» Data listing

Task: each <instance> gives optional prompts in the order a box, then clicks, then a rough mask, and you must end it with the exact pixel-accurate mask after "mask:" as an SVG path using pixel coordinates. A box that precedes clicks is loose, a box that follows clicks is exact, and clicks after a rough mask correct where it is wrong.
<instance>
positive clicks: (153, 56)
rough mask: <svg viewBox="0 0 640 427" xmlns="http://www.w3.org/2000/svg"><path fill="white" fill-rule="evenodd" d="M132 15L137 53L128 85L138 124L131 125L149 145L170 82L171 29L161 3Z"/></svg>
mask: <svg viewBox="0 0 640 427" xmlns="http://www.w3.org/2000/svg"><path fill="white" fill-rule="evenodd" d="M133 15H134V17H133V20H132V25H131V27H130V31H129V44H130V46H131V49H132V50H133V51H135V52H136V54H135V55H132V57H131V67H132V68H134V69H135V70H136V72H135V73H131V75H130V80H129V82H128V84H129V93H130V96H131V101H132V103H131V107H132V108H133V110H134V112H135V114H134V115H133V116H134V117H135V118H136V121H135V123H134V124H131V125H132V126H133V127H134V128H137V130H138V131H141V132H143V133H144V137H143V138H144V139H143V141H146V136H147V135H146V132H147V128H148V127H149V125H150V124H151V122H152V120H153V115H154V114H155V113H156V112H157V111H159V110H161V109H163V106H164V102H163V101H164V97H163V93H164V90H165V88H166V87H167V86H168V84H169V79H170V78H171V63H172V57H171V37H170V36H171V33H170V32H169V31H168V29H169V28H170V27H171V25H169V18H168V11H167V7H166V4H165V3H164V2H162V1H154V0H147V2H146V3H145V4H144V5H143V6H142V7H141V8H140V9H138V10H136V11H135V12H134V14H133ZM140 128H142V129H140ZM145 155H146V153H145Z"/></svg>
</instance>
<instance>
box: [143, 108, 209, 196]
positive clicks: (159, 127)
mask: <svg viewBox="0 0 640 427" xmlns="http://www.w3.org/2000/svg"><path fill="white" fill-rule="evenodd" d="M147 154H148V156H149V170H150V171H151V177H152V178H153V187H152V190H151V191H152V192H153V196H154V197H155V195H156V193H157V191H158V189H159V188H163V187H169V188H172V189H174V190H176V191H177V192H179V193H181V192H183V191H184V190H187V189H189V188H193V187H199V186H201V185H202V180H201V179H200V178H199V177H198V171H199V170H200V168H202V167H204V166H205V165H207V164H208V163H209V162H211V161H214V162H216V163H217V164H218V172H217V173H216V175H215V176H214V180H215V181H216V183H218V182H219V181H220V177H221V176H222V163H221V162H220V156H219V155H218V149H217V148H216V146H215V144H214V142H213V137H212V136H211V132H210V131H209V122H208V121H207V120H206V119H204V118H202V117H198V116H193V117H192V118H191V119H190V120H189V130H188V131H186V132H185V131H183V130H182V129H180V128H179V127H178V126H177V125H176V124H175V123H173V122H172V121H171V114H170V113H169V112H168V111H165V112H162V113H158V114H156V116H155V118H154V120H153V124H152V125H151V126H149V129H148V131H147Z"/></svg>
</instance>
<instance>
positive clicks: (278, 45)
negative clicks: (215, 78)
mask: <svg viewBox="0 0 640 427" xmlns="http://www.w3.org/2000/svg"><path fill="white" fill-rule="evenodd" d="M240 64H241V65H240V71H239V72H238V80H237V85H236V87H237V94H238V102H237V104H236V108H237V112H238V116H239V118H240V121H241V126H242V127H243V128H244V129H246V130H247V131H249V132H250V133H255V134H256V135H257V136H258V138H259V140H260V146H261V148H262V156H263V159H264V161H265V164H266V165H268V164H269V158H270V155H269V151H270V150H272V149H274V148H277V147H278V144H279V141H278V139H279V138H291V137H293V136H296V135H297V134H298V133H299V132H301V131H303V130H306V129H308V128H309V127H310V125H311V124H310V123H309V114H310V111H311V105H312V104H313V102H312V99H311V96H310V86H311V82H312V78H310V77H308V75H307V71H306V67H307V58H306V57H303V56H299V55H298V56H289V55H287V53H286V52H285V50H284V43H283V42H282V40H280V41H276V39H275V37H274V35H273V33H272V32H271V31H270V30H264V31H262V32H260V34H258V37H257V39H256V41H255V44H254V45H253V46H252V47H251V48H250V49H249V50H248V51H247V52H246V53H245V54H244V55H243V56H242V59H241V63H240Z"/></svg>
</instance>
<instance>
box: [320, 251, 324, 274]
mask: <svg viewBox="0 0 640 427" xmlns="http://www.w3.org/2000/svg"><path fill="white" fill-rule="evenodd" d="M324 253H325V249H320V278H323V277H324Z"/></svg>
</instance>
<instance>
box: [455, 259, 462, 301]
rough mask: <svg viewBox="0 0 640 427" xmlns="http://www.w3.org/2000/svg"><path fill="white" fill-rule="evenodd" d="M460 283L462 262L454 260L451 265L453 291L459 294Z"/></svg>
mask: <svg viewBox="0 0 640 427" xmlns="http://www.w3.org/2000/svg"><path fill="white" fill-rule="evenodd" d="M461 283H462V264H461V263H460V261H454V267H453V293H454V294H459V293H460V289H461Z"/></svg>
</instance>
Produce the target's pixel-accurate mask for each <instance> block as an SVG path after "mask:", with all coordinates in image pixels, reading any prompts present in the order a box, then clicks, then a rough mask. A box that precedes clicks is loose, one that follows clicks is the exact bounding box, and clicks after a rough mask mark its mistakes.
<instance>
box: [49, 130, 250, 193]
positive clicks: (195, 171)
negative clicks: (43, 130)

» Problem
The answer should be the full set of records, reproduced exactly.

» Output
Task: each <instance> gives optional prompts in the order a box, then clicks, then a rough mask, and you must end it with the exact pixel-accurate mask after "mask:" as an SVG path using pixel coordinates. A box that precedes clicks is loose, a box that follows clicks is exact, and clicks after a rough mask correct where it is wrong.
<instance>
positive clicks: (153, 56)
rough mask: <svg viewBox="0 0 640 427" xmlns="http://www.w3.org/2000/svg"><path fill="white" fill-rule="evenodd" d="M132 15L137 53L128 85L138 124L131 125L149 145L170 82L171 29L161 3Z"/></svg>
mask: <svg viewBox="0 0 640 427" xmlns="http://www.w3.org/2000/svg"><path fill="white" fill-rule="evenodd" d="M133 15H134V17H133V20H132V25H131V27H130V31H129V44H130V46H131V49H132V50H133V51H135V52H136V54H135V55H132V57H131V67H132V68H134V69H135V70H136V72H135V73H131V75H130V80H129V82H128V84H129V93H130V96H131V101H132V103H131V107H132V108H133V110H134V112H135V114H134V115H133V116H134V117H135V118H136V121H135V123H134V124H131V125H132V126H133V127H134V128H137V130H138V131H141V132H143V133H144V137H143V138H144V139H143V141H146V136H147V135H146V132H147V128H148V127H149V125H150V124H151V122H152V120H153V115H154V114H155V113H156V112H157V111H159V110H161V109H163V106H164V102H163V101H164V97H163V93H164V90H165V88H166V87H167V86H168V84H169V79H170V78H171V63H172V57H171V37H170V36H171V33H170V32H169V31H168V29H169V28H170V27H171V25H169V18H168V11H167V7H166V4H165V3H164V2H162V1H154V0H147V2H146V3H145V4H144V5H143V6H142V7H141V8H140V9H138V10H136V11H135V12H134V14H133ZM140 128H142V129H140ZM145 155H146V153H145Z"/></svg>
</instance>
<instance>
box: [143, 108, 209, 196]
positive clicks: (159, 127)
mask: <svg viewBox="0 0 640 427" xmlns="http://www.w3.org/2000/svg"><path fill="white" fill-rule="evenodd" d="M147 154H148V156H149V170H150V171H151V177H152V178H153V187H152V190H151V191H152V192H153V196H154V197H155V195H156V193H157V191H158V189H159V188H163V187H169V188H172V189H174V190H176V191H177V192H179V193H181V192H183V191H184V190H187V189H189V188H193V187H199V186H201V185H202V180H201V179H200V178H199V177H198V171H199V170H200V168H202V167H204V166H205V165H207V164H208V163H209V162H211V161H214V162H216V163H217V164H218V172H217V173H216V175H215V176H214V180H215V181H216V183H218V182H219V181H220V177H221V176H222V163H221V162H220V156H219V155H218V149H217V148H216V146H215V144H214V142H213V137H212V136H211V132H210V131H209V122H208V121H207V120H206V119H204V118H202V117H198V116H193V117H192V118H191V119H190V120H189V130H188V131H186V132H185V131H183V130H182V129H180V128H179V127H178V126H177V125H176V124H175V123H173V122H172V121H171V114H170V113H169V112H168V111H165V112H162V113H158V114H156V116H155V118H154V120H153V124H152V125H151V126H149V129H148V131H147Z"/></svg>
</instance>
<instance>
positive clicks: (278, 45)
negative clicks: (215, 78)
mask: <svg viewBox="0 0 640 427" xmlns="http://www.w3.org/2000/svg"><path fill="white" fill-rule="evenodd" d="M240 64H241V65H240V71H239V72H238V80H237V85H236V87H237V94H238V102H237V104H236V108H237V112H238V116H239V118H240V121H241V126H242V127H243V128H244V129H246V130H247V131H249V132H250V133H255V134H256V135H257V136H258V138H259V140H260V146H261V148H262V156H263V159H264V161H265V164H266V165H268V164H269V158H270V155H269V151H270V150H272V149H274V148H277V147H278V144H279V141H278V139H279V138H291V137H293V136H296V135H297V134H298V133H299V132H301V131H303V130H306V129H308V128H309V127H310V125H311V124H310V123H309V114H310V111H311V105H312V104H313V102H312V99H311V96H310V86H311V82H312V78H310V77H308V75H307V71H306V67H307V58H306V57H303V56H299V55H298V56H289V55H287V53H286V52H285V50H284V43H283V42H282V40H280V41H276V39H275V37H274V35H273V33H272V32H271V31H270V30H264V31H262V32H260V34H258V37H257V39H256V41H255V44H254V45H253V46H252V47H251V48H250V49H249V50H248V51H247V52H246V53H245V54H244V55H243V56H242V59H241V63H240Z"/></svg>
</instance>
<instance>
box: [320, 251, 324, 274]
mask: <svg viewBox="0 0 640 427" xmlns="http://www.w3.org/2000/svg"><path fill="white" fill-rule="evenodd" d="M324 253H325V249H320V278H323V277H324Z"/></svg>
</instance>
<instance>
box: [455, 259, 462, 301]
rough mask: <svg viewBox="0 0 640 427" xmlns="http://www.w3.org/2000/svg"><path fill="white" fill-rule="evenodd" d="M460 283L462 262L454 260L451 265L453 291L459 294Z"/></svg>
mask: <svg viewBox="0 0 640 427" xmlns="http://www.w3.org/2000/svg"><path fill="white" fill-rule="evenodd" d="M461 283H462V264H461V263H460V261H454V267H453V293H454V294H459V293H460V289H461Z"/></svg>
</instance>
Produce the target's pixel-accurate mask for each <instance> block as an SVG path after "mask:", with all coordinates in image pixels, reading any prompts present in the order a box, then clicks, then a rough mask. A box that precedes clicks is loose, one that follows clicks is the exact bounding box, and clicks after a rough mask mark its mistakes.
<instance>
box: [49, 130, 250, 193]
positive clicks: (195, 171)
negative clicks: (43, 130)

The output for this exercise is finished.